[Supplied records]
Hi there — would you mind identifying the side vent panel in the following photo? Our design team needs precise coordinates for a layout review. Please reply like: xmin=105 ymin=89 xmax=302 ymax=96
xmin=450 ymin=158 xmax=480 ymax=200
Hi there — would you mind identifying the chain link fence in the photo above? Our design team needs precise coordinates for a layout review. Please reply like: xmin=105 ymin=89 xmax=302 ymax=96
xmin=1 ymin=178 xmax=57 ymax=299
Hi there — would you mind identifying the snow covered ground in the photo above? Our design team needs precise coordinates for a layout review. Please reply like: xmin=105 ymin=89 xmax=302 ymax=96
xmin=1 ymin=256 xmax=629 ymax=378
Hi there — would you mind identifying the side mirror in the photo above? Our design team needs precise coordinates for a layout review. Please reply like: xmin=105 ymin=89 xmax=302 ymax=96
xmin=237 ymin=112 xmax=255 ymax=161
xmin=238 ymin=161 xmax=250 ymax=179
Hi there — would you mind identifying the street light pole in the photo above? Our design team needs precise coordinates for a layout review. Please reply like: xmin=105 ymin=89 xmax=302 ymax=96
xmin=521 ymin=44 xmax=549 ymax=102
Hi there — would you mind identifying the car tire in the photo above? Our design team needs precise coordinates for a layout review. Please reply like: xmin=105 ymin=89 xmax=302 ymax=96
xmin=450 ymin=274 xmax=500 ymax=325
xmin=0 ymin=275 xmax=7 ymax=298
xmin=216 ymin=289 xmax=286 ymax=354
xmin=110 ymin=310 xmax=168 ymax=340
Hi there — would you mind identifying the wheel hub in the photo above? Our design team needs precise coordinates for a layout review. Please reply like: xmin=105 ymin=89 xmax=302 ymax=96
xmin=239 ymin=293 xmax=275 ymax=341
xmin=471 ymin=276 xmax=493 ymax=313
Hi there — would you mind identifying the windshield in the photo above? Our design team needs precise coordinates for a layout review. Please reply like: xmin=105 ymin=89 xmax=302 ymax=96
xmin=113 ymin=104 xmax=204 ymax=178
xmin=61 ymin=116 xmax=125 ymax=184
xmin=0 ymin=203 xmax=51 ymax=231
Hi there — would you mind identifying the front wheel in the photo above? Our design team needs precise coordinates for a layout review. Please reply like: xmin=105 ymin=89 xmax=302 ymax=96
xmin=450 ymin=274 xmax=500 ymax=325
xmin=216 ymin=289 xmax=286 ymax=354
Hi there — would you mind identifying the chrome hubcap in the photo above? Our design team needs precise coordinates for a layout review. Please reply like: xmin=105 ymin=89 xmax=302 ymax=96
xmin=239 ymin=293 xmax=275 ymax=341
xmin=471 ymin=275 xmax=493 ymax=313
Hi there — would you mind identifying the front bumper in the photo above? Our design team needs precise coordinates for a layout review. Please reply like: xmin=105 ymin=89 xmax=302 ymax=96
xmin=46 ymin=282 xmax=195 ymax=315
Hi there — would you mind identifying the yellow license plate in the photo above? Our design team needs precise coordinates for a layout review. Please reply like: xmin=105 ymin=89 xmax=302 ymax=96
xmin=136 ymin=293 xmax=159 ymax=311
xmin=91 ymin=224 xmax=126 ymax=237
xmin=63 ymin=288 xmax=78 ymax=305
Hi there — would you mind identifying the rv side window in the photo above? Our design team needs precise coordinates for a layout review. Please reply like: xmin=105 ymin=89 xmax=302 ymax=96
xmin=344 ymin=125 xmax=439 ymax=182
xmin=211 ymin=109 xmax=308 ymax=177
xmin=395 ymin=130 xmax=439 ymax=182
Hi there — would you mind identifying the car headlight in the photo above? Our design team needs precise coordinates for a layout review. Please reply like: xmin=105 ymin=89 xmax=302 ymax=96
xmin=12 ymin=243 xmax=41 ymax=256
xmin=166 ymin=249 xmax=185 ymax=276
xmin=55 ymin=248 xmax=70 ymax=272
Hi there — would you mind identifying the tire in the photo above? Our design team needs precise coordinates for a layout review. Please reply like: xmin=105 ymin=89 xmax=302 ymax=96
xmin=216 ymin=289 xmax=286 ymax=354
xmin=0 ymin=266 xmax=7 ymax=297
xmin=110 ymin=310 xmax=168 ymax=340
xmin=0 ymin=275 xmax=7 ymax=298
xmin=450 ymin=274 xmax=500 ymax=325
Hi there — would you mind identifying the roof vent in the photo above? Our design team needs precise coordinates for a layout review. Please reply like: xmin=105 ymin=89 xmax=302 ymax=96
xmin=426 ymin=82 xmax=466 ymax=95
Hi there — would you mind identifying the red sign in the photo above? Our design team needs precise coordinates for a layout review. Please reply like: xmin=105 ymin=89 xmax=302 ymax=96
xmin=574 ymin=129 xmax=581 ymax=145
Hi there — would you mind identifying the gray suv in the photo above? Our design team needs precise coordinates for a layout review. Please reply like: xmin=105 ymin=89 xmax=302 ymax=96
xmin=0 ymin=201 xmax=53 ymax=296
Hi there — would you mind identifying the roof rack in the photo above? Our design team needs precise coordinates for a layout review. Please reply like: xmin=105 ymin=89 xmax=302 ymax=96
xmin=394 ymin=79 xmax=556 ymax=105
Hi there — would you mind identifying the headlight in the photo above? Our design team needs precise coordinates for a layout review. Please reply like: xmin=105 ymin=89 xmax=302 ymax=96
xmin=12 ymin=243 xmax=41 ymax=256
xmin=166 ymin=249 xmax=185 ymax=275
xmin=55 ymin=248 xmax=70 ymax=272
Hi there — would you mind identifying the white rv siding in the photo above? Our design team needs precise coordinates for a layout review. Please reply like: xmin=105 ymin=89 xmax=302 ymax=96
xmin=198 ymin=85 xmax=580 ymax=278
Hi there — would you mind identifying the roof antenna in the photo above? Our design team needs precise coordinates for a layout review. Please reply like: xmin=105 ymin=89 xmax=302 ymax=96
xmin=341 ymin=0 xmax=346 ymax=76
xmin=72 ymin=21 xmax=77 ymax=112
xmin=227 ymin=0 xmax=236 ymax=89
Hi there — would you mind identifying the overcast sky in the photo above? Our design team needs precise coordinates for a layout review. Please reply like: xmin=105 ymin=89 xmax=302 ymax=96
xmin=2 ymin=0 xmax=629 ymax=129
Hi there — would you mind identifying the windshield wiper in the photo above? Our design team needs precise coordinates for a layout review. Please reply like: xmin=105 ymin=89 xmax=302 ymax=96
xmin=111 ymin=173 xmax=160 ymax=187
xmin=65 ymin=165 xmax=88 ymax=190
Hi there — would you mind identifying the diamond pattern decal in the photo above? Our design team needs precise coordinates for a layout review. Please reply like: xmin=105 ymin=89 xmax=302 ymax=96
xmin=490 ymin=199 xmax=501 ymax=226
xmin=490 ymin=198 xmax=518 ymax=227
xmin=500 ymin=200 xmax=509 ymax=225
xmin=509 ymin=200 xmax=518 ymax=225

[Directions]
Your output should be an exact copy of the lines from the one containing "Hi there — would you mind identifying the roof antenna" through the last line of the data above.

[Task answer]
Hi there — would you mind identifying the roof antenna in the photo above? Our design team needs precise coordinates for a layout review. Please reply like: xmin=105 ymin=89 xmax=302 ymax=96
xmin=341 ymin=0 xmax=346 ymax=76
xmin=72 ymin=21 xmax=77 ymax=112
xmin=227 ymin=0 xmax=236 ymax=89
Hi there — would you mind identifying the overcast sky in the photo above? Our design team needs precise coordinates for a layout review. Please reply like: xmin=105 ymin=89 xmax=302 ymax=96
xmin=2 ymin=0 xmax=629 ymax=129
Hi there — would you mind identifying the windshield wiper in the photo above? Our design team needs precise coordinates for a layout review. Please reply like: xmin=105 ymin=89 xmax=302 ymax=96
xmin=111 ymin=173 xmax=160 ymax=187
xmin=65 ymin=165 xmax=88 ymax=190
Hi there — would you mind identifying the diamond pattern decal in the photo above? Our design team needs precise coordinates for a layout review. Please reply like: xmin=105 ymin=89 xmax=302 ymax=96
xmin=490 ymin=199 xmax=501 ymax=226
xmin=490 ymin=198 xmax=518 ymax=227
xmin=500 ymin=200 xmax=509 ymax=225
xmin=509 ymin=200 xmax=518 ymax=225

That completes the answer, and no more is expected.